▶ WHAT THE EXERCISE ASKS:
Go to the line containing "Segment every instance of the toddler's" in the records below and print it and every following line exactly, on through the line containing "Segment every instance of the girl's dark", then stop.

▶ INFORMATION GIVEN:
Segment Open
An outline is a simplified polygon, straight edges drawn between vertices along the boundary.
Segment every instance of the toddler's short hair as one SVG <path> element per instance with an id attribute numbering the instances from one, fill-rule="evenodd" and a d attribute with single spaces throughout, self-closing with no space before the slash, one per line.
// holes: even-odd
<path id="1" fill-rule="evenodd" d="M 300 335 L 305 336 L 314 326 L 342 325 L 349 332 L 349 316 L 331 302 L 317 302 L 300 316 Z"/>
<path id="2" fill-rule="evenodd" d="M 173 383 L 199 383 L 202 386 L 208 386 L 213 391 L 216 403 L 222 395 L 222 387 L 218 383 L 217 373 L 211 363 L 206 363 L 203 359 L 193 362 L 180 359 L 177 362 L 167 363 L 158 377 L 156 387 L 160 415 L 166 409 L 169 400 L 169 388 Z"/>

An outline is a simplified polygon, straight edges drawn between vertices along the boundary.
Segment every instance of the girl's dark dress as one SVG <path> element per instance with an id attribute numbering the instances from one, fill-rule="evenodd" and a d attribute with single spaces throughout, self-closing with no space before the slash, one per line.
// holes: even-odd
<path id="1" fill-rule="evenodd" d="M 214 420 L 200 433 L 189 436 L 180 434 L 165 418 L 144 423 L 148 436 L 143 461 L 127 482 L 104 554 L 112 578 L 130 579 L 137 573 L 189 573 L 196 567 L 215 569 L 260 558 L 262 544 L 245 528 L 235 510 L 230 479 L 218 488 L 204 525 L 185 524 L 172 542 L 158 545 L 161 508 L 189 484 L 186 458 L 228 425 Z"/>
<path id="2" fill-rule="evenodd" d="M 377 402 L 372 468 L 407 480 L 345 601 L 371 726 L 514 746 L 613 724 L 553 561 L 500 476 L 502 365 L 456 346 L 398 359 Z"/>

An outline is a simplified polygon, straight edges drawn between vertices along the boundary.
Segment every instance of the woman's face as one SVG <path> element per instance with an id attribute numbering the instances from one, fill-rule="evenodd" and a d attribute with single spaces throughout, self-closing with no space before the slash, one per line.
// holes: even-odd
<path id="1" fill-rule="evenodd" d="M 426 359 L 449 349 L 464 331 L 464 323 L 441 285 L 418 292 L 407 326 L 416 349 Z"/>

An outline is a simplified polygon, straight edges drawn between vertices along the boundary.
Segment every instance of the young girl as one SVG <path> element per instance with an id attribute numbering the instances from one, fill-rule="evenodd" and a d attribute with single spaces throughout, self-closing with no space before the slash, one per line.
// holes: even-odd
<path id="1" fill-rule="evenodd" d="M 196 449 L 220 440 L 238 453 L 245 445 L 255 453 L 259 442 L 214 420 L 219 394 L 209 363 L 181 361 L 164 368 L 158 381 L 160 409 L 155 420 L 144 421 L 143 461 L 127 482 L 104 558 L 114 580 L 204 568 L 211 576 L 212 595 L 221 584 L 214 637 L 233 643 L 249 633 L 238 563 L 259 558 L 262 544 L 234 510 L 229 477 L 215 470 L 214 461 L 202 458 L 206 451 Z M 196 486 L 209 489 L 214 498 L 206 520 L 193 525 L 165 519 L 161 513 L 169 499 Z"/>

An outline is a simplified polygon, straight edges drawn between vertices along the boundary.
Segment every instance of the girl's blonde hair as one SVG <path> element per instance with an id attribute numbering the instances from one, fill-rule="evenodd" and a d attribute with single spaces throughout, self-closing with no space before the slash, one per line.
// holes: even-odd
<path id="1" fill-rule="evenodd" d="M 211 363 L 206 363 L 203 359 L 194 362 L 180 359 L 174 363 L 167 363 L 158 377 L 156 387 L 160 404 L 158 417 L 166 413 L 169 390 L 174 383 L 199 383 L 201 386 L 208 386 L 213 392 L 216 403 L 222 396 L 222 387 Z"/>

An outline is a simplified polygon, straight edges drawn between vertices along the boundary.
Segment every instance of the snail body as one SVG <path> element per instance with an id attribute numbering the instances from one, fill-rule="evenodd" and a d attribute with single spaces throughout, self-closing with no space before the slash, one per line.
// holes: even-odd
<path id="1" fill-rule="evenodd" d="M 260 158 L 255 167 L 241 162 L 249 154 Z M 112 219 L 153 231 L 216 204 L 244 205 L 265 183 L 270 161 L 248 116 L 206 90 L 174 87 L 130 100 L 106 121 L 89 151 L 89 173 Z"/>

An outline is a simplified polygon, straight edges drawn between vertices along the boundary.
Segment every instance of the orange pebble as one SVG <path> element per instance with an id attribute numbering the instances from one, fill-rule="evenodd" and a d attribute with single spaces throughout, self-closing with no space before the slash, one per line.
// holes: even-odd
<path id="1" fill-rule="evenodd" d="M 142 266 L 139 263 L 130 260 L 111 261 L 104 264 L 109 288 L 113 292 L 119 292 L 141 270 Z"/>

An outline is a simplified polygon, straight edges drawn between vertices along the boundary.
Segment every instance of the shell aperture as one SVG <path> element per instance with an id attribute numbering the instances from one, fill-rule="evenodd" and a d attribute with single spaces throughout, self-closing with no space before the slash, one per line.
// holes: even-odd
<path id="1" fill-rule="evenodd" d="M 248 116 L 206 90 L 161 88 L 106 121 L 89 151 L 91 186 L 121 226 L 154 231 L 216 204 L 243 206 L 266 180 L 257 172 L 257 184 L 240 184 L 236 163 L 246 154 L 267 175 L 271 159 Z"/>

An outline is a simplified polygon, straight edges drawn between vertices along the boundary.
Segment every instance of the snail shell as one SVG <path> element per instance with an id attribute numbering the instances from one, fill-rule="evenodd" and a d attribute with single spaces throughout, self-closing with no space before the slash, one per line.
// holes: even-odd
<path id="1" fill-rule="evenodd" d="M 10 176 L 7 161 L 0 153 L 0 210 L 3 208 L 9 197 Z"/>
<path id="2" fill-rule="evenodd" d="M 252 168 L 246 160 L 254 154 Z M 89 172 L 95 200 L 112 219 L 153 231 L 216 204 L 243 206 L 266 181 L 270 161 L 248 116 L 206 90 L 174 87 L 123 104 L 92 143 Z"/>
Segment Closed
▶ SOLUTION:
Segment every instance of the toddler's short hair as one SVG <path> element per instance with an id attribute numbering the instances from one, fill-rule="evenodd" and a d attribute with single spaces throughout, self-closing with no space before the slash, one per line.
// holes: even-odd
<path id="1" fill-rule="evenodd" d="M 300 335 L 305 336 L 314 326 L 342 325 L 349 332 L 349 316 L 331 302 L 317 302 L 300 316 Z"/>
<path id="2" fill-rule="evenodd" d="M 173 383 L 199 383 L 202 386 L 208 386 L 213 391 L 216 403 L 222 395 L 222 387 L 218 383 L 217 373 L 211 363 L 206 363 L 203 359 L 193 362 L 180 359 L 177 362 L 167 363 L 158 377 L 156 387 L 160 415 L 166 409 L 169 400 L 169 388 Z"/>

An outline is a simplified polygon, straight edges drawn between vertices along the boundary.
Segment every instance of the girl's dark dress as one SVG <path> element per instance with an id attribute numbering the instances from one, fill-rule="evenodd" and a d attribute with single spaces throughout, self-closing with no space before the slash, one per line.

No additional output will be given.